Teacher John tells us about his recent injury.

Achilles is the hero of Homer’s famous story, The Iliad, which tells how the ancient Greeks fought the Trojans in a ten-year war. They destroyed the city of Troy in order to win back Helen, King Menelaus’ wife, whom everyone thought was the most beautiful woman in the world.

There are many fables about Achilles, and one of them tells how he became immortal. Achilles was said to be a demigod, or half-god; his mother was the nymph Thetis, and his father, Peleus, was the king of the Myrmidons. When he was born he was mortal, and his mother, in order to make him live forever, dipped him in the magic waters of the river Styx. However, she held him by his heel and this part of his body did not get wet, so it became his weak point. When he was fighting at Troy, he was hit by an arrow in his heel and killed.

Even today, when we talk about someone’s weak point, we refer to their “Achilles heel”, as in: “Steven’s Achilles heel is that he can’t get out of bed in the morning.”

**RAW DATA:**

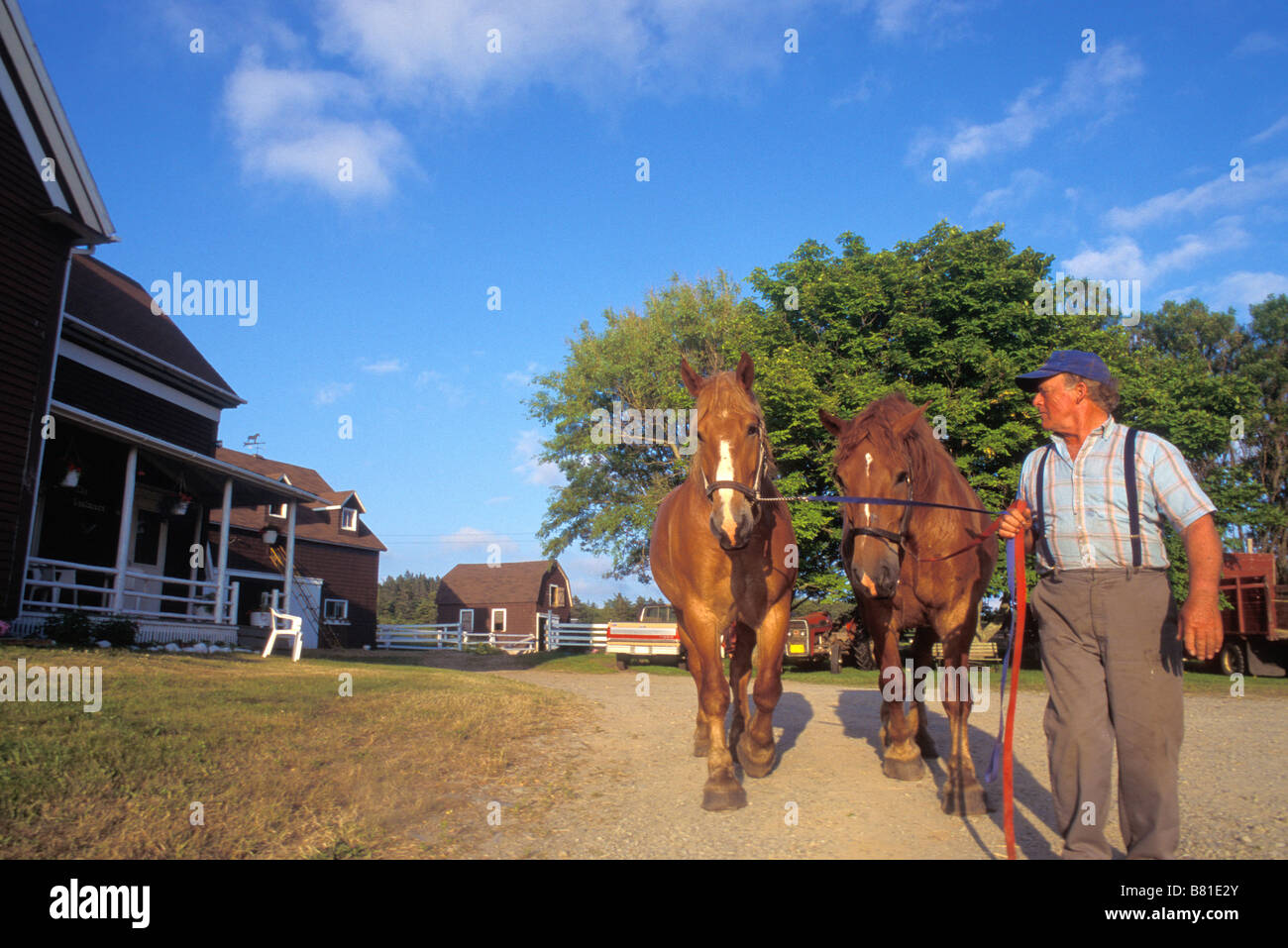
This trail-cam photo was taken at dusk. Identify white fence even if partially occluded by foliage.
[376,616,608,652]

**WHAT TO WORK ON:**
#1 Answer from the Achilles passage:
(a) Who was Achilles' mother?
(b) How long did the war between the Greeks and the Trojans last?
(c) Where on his body was Achilles hit by the arrow that killed him?
#2 Summarize the Achilles passage in two sentences.
#3 Pick up the Achilles passage after its last sentence and keep writing.
The data has no connection to the Achilles passage.

**ANSWERS FOR THE TASKS:**
#1
(a) The nymph Thetis.
(b) Ten years.
(c) In his heel.

#2 Achilles, the hero of Homer's Iliad, was dipped by his mother Thetis in the river Styx to make him immortal, but the heel she held him by stayed dry and became his weak point. He was killed at Troy by an arrow in that heel, and today a person's weak point is still called their "Achilles heel."

#3
We also name a part of the body after Achilles. The Achilles tendon is like a thick elastic band that connects our heel to our calf. It helps us when we run and jump. However, sometimes it can tear, or even break completely. This is what happened to me. I was playing badminton and suddenly there was a loud snap and I fell over. My foot was completely numb and I couldn’t move it.

At the hospital, I was told I had ruptured the tendon, which means the same as broken. I had to have an operation where they sewed the tendon back together. After this, I wore a cast, which is like a hard sock made of plaster, for seven weeks, and moved about using crutches.

Now I am doing lots of physiotherapy and should be walking normally soon. Unlike Achilles, I didn’t die – maybe I am immortal!